++++ EXERCISE MATERIALS

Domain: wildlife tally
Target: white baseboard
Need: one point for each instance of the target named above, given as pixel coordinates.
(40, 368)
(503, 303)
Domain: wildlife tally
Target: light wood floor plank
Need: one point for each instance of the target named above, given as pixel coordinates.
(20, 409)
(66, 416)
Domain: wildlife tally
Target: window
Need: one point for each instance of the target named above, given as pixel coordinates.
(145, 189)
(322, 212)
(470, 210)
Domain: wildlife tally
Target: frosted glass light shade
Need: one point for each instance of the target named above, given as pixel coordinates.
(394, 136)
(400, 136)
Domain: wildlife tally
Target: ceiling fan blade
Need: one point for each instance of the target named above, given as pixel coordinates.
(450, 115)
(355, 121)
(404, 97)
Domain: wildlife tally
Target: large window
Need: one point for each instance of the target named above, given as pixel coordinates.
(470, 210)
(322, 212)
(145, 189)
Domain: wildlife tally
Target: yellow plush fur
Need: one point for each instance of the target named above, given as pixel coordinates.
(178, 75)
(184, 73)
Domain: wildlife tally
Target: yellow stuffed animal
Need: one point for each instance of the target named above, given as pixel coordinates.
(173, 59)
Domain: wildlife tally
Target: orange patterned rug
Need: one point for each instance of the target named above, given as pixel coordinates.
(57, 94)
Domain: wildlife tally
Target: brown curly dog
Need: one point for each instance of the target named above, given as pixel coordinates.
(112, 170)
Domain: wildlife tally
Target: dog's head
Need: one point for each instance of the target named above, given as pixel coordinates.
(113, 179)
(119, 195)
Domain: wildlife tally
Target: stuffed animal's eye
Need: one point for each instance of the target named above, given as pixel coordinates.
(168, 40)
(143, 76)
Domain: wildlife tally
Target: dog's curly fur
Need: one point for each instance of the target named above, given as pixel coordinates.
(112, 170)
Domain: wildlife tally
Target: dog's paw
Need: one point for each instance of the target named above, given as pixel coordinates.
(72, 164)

++++++++

WHAT THE TASK ASKS
Count how many lines in the material above contain the word "stuffed". Reply with that number alone.

RESULT FOR THIS EXERCISE
2